# <a id='toc1_'></a>[Build Agentic Rag with langgraph](#toc0_)
https://langchain-ai.github.io/langgraph/tutorials/rag/langgraph_agentic_rag/

**Table of contents**<a id='toc0_'></a>    
- [Build Agentic Rag with langgraph](#toc1_)    
- [Process Documents](#toc2_)    
- [Create the retrieval tools](#toc3_)    
  - [Store in a vector store (FAISS)](#toc3_1_)    
- [Grade documents](#toc4_)    
- [Rewrite question](#toc5_)    
      - [Test de reecriture de la question apres une reponse non concluante du tool](#toc5_1_1_1_)    
- [Generate an answer](#toc6_)    
      - [Test de la generation de reponse](#toc6_1_1_1_)    
- [Assemble the graph](#toc7_)    
- [Run the agentic RAG](#toc8_)    

<!-- vscode-jupyter-toc-config
	numbering=false
	anchor=true
	flat=false
	minLevel=1
	maxLevel=6
	/vscode-jupyter-toc-config -->
<!-- THIS CELL WILL BE REPLACED ON TOC UPDATE. DO NOT WRITE YOUR TEXT IN THIS CELL -->

In [78]:
# %%capture --no-stderr
# %pip install -U --quiet langgraph "langchain[openai]" langchain-community langchain-text-splitters

In [79]:
import os

from langchain_community.document_loaders import PyPDFLoader
from langchain_community.embeddings import HuggingFaceBgeEmbeddings
from langchain_community.vectorstores import FAISS
from langchain_experimental.text_splitter import SemanticChunker
from langchain_openai import ChatOpenAI
from langgraph.graph import MessagesState
from dotenv import load_dotenv

load_dotenv()

PDF_PATH = "./data"
EMBEDDING_MODEL_PATH = "./models/sentence_transformers"
SAMPLE_QUERY= "Quels sont les principaux composants du modèle Transformer ?"
SAMPLE_YES = "Les principaux composants du modèle Transformer sont l'encodeur, le décodeur, et le mécanisme d'attention."

# <a id='toc2_'></a>[Process Documents](#toc0_)

In [80]:
def load_pdf_from_directory(dir_path: str):
    """Load local pdf files as Langchain document objects"""

(Data records):

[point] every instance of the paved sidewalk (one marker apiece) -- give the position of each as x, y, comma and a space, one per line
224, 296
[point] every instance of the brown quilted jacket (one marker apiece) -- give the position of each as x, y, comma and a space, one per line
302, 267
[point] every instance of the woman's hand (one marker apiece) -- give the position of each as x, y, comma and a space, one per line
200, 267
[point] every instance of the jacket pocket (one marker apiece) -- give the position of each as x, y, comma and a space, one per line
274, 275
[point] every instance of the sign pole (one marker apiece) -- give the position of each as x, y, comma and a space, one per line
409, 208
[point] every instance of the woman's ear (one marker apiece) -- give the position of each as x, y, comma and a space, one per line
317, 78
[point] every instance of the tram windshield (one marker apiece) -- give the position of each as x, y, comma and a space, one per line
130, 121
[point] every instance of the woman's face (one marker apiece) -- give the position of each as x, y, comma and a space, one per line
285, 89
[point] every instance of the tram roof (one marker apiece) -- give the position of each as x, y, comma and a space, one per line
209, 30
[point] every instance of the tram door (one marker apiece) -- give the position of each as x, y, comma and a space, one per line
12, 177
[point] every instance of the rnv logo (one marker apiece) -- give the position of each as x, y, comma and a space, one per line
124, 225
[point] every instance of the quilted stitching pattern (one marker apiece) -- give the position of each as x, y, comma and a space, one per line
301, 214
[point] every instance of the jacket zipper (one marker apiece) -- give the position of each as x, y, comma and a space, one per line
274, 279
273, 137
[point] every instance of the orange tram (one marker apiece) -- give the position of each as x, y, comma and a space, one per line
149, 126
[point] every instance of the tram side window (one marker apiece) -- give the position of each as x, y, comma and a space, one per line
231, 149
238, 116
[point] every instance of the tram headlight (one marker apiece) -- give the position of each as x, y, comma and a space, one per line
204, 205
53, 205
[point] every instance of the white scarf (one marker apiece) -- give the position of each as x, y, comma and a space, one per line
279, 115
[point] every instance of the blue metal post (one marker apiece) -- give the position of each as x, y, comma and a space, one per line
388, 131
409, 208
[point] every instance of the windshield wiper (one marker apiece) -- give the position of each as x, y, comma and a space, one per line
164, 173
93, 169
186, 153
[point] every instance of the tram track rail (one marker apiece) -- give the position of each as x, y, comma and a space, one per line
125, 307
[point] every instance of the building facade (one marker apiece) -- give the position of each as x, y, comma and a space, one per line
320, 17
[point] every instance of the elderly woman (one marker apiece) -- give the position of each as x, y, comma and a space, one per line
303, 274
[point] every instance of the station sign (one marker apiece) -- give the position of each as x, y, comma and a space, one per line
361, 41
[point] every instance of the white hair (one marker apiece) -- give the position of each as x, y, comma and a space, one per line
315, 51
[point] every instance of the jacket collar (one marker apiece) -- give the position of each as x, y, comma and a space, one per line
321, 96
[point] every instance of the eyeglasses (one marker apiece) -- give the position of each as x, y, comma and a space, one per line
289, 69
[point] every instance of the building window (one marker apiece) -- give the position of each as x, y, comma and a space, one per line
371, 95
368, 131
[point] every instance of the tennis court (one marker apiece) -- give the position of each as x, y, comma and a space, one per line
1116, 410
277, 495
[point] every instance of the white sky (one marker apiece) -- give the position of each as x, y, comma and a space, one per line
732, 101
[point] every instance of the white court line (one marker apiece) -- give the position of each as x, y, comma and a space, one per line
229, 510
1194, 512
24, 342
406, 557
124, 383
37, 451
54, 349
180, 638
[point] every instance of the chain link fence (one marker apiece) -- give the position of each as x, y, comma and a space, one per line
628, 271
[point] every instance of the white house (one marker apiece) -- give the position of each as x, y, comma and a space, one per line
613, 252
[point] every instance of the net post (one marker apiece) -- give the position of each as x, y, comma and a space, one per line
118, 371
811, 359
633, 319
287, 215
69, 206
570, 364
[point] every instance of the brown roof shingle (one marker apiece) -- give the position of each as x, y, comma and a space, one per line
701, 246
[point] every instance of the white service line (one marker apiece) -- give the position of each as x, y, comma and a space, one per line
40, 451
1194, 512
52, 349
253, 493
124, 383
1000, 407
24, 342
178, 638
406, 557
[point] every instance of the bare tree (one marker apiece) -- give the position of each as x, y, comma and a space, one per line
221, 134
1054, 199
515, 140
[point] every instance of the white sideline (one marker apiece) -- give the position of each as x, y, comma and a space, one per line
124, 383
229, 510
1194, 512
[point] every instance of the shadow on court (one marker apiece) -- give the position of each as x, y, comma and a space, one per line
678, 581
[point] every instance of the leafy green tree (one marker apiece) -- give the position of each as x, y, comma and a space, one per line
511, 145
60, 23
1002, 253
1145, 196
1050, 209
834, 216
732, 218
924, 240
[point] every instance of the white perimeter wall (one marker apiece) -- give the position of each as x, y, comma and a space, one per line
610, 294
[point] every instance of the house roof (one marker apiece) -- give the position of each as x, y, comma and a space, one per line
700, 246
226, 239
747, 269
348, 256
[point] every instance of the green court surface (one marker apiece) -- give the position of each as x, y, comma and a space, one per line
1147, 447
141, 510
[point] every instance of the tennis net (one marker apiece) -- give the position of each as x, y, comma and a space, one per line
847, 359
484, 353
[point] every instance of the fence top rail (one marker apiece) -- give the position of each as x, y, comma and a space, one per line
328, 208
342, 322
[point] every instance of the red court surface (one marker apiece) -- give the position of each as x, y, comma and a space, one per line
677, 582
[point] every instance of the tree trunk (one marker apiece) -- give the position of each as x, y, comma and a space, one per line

(Tasks to carry out):
A – List the names of the four constants assigned values in the agentic RAG notebook.
B – In the agentic RAG notebook, which vector store does the table of contents name?
C – Pick up the agentic RAG notebook where it stops.
The lines have nothing to do with the agentic RAG notebook.

(Answers for this exercise):
A – PDF_PATH, EMBEDDING_MODEL_PATH, SAMPLE_QUERY, SAMPLE_YES

B – FAISS

C –
    documents = []
    for filename in os.listdir(dir_path):
        file_path = os.path.join(dir_path, filename)
        if os.path.isfile(file_path) and filename.lower().endswith('.pdf'):
            try:
                loader = PyPDFLoader(file_path)
                documents.extend(loader.load())
            except Exception as e:
                print(f"Error loading file {filename}: {e}")
    return documents




docs_before_split = load_pdf_from_directory(PDF_PATH)
print(docs_before_split[1].page_content)

1 Introduction
Recurrent neural networks, long short-term memory [13] and gated recurrent [7] neural networks
in particular, have been firmly established as state of the art approaches in sequence modeling and
transduction problems such as language modeling and machine translation [ 35, 2, 5]. Numerous
efforts have since continued to push the boundaries of recurrent language models and encoder-decoder
architectures [38, 24, 15].
Recurrent models typically factor computation along the symbol positions of the input and output
sequences. Aligning the positions to steps in computation time, they generate a sequence of hidden
states ht, as a function of the previous hidden state ht−1 and the input for position t. This inherently
sequential nature precludes parallelization within training examples, which becomes critical at longer
sequence lengths, as memory constraints limit batching across examples. Recent work has achieved
significant improvements in computational efficiency through facto

# <a id='toc3_'></a>[Create the retrieval tools](#toc0_)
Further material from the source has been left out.